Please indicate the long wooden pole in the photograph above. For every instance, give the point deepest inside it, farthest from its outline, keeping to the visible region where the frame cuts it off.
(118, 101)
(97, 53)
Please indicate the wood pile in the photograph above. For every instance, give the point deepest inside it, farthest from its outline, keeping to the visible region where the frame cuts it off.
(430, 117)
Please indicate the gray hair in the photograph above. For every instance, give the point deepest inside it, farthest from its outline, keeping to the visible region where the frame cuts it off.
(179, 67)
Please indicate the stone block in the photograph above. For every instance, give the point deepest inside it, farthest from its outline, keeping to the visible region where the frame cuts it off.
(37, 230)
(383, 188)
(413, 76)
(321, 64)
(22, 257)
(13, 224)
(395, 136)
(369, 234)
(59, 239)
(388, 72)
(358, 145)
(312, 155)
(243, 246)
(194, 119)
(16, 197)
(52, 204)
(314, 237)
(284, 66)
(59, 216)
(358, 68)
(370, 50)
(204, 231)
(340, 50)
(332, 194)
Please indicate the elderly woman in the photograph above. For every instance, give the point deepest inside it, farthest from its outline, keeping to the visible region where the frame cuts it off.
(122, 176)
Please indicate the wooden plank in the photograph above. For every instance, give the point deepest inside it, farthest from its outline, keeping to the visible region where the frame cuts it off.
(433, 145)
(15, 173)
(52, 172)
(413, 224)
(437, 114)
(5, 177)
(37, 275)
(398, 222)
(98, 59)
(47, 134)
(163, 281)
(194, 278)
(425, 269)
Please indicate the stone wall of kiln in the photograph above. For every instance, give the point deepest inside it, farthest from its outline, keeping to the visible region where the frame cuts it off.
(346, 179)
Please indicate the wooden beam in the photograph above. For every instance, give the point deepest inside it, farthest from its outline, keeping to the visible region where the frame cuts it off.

-----

EXERCISE: Every line from the one containing "Please indicate the stone wall" to the end of the entries must be set down exactly, with none omitted and none added.

SOLUTION FOR THIS TASK:
Please indicate the stone wall of kiln in the photograph above. For every instance, give the point deepest inside it, farthest from its outline, keeping to the visible region where the frame cuts it off.
(346, 179)
Please indicate the wooden beam in the photograph above. For every instance, give the point deepest inside it, farthest from its outline, keeping to the visible region where the frame cuts it off.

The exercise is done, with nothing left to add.